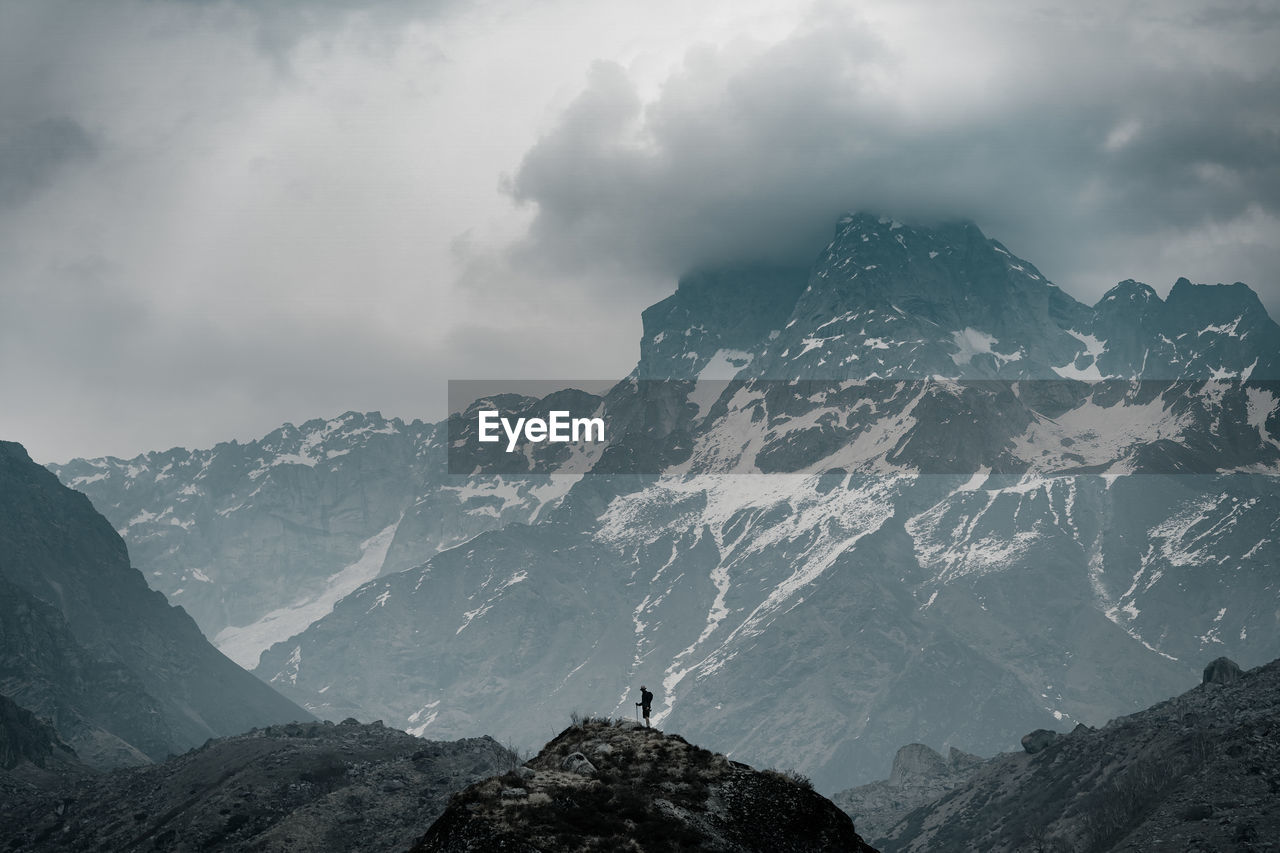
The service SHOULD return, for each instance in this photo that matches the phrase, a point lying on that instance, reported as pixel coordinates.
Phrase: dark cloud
(1084, 146)
(33, 154)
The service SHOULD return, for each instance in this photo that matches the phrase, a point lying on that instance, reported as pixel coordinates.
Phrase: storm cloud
(1098, 146)
(218, 215)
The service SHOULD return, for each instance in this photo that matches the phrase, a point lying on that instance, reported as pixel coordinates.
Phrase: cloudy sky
(215, 218)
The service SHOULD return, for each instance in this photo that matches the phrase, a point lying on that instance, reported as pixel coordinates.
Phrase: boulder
(1224, 670)
(576, 762)
(915, 763)
(1038, 740)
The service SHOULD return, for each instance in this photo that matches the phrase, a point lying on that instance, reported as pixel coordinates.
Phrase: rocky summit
(616, 785)
(297, 788)
(1197, 772)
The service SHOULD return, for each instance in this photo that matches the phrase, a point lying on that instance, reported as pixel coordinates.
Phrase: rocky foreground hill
(297, 788)
(1200, 771)
(616, 785)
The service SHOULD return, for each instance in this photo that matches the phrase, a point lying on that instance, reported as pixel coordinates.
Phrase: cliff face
(1200, 771)
(616, 785)
(123, 675)
(296, 788)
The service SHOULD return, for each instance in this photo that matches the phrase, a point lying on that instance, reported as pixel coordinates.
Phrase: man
(645, 703)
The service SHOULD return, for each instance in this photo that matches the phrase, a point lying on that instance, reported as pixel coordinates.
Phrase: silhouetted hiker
(645, 703)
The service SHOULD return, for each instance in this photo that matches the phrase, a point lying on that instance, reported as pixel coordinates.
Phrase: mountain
(123, 676)
(297, 788)
(1194, 772)
(26, 739)
(919, 776)
(935, 503)
(612, 785)
(257, 541)
(918, 493)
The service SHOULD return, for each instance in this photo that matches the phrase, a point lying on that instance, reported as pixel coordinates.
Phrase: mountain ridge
(1066, 542)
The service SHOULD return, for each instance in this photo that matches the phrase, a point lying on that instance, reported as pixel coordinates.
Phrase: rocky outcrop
(1038, 740)
(648, 792)
(919, 776)
(1196, 772)
(298, 788)
(1223, 670)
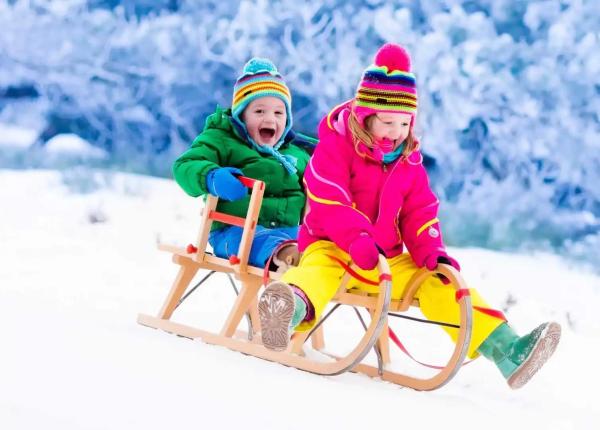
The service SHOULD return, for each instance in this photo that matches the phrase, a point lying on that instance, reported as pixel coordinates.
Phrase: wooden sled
(194, 258)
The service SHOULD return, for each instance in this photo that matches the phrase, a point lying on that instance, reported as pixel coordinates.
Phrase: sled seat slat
(211, 262)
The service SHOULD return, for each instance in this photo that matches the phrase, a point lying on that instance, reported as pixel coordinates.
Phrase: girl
(254, 138)
(368, 193)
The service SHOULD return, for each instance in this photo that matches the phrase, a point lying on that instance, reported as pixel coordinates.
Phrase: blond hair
(362, 134)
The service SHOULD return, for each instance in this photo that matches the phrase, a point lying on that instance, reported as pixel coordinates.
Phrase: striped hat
(260, 78)
(387, 85)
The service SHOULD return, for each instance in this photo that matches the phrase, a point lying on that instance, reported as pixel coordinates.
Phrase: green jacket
(220, 145)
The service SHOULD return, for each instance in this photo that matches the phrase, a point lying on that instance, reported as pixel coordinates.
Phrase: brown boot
(285, 257)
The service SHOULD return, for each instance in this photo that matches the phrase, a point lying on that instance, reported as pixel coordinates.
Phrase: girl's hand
(432, 260)
(364, 252)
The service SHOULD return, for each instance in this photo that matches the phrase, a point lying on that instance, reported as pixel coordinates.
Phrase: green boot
(519, 358)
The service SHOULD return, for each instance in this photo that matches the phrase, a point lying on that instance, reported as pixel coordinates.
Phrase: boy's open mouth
(266, 133)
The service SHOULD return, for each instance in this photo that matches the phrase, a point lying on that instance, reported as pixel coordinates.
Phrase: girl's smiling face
(265, 120)
(390, 126)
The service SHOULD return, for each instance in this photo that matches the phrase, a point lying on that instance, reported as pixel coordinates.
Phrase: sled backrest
(210, 214)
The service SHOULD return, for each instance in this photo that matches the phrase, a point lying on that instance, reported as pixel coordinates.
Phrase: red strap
(227, 219)
(491, 312)
(488, 311)
(461, 293)
(385, 277)
(268, 263)
(352, 272)
(247, 182)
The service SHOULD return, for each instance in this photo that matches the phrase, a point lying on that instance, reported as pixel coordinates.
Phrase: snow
○ ○ ○
### AIM OF THE TASK
Extract every line of the data exactly; pictures stay out.

### EXERCISE RESPONSE
The service SHOULD return, for each instance in this photo that matches the phrase, a point lying on that instance, reported as pixel coordinates.
Phrase: dark cloud
(1084, 146)
(33, 154)
The service SHOULD return, for each instance in this photo that matches the phrase, a point lying on that instance, reported as pixel coordinates.
Phrase: storm cloud
(1098, 146)
(218, 215)
The service SHOULD return, for each instance in this photo that matches the phrase, a point lying on that instance, reported as pixel coordinates.
Phrase: cloudy sky
(215, 218)
The service SHOULD return, for each instance in this photo that matches the phrase, a point lying on that instance, reported as pixel coordinates.
Phrase: boulder
(1224, 670)
(576, 762)
(915, 763)
(1038, 740)
The service SHOULD return, for each instance in this photo that matches the phrase, a point lying on that instance, reported as pixel coordinates.
Phrase: rocky summit
(616, 785)
(297, 788)
(1197, 772)
The service SHOULD return, for each instance in this photo that matches the phrase, a point lying on that instance, reported as pixel coordinates.
Phrase: rocky foreground hill
(297, 788)
(1200, 771)
(616, 785)
The service SHOULD return, for each instance in this photo that matches the phrase, a point lying on that instance, reported as pixel coordinates.
Phrase: cliff face
(1200, 771)
(616, 785)
(123, 675)
(296, 788)
The service SHOULD return, for each instance in this photo that matches the phrase, a point lying on that instance, reported as pixel coordinates.
Phrase: man
(645, 703)
The service SHOULD return, for each instance in this photo that matches the phrase, a point lying on that instance, reported as pixel coordinates.
Phrase: silhouetted hiker
(645, 703)
The service SHOULD return, for each instance in this photo that matches the phrase, a point lying on that instance, reported as pixel coordinates.
Phrase: mountain
(123, 676)
(297, 788)
(1194, 772)
(26, 739)
(919, 776)
(935, 503)
(612, 785)
(257, 541)
(918, 493)
The service SHOULD return, for each instance in this photo that matches the phrase, a point lying on that instance, reported as pixel coordinates.
Phrase: mountain ridge
(1066, 542)
The service SHOULD return, for each instance in this photo that matches the phrase, a point lying on that instance, reported as pixel coordinates.
Phrase: rocky outcrop
(1038, 740)
(648, 792)
(919, 776)
(1196, 772)
(298, 788)
(1223, 670)
The service SHOULD return, for each instance in this photo that matches the phrase, a point lying on that instance, reported as pixel coordinates.
Phrase: wooden sled
(194, 258)
The service SHOULD return, for each instance in this photo that matches the phrase, a point lying on that instance, reported as pixel coordinates.
Phrase: sled seat slat
(211, 262)
The service SHOULD return, for each instance in this photo that matches the phrase, a point lying on that instance, reported as pixel coordinates.
Phrase: girl
(254, 138)
(368, 193)
The service SHOULD return, for each instance in this photo that matches the phrase, a point lying on that instance, reported as pixel coordinates.
Phrase: blond hair
(362, 134)
The service SHOULD return, for each instance in this photo that matches the phrase, a point lying on that instance, reported as pixel coordinates.
Phrase: striped hat
(260, 78)
(387, 85)
The service SHOULD return, for each instance in this photo that matches the phrase, a point lying on that instance, reported as pixel coordinates.
Phrase: green jacket
(220, 145)
The service SHOULD return, for each instance in this photo that matches the phrase, a point lying on that instance, reported as pixel coordinates.
Phrase: brown boot
(285, 257)
The service SHOULD return, for each instance in this photo that matches the phrase, a point lying on that instance, reported as pixel coordinates.
Phrase: girl's hand
(432, 260)
(364, 252)
The service SHOULD return, for each instance in this photo that matches the phrase, a point lying on that instance, reported as pixel coordinates.
Phrase: green boot
(519, 358)
The service SHOULD return, for each instance in this photo that matches the phrase, a point lying on that instance, reported as pixel coordinates.
Phrase: boy's open mouth
(266, 133)
The service SHOULD return, for each instance in this photo that matches the phrase, a point lying on that instance, reported as pixel coordinates.
Phrase: girl's smiling face
(265, 120)
(390, 126)
The service SHOULD return, for each instance in this photo that matches the phrase, a point lying on that instance, reported as pixel coordinates.
Phrase: sled backrest
(210, 214)
The service SHOULD return, for each instance in this photo that matches the phrase, a point lying on that instance, reported as pixel coordinates.
Phrase: red strap
(227, 219)
(491, 312)
(488, 311)
(461, 293)
(385, 277)
(268, 263)
(352, 272)
(247, 182)
The service SHOULD return, for each instance in this photo that matches the phrase, a point lying on that instance, reported as pixel coordinates.
Phrase: snow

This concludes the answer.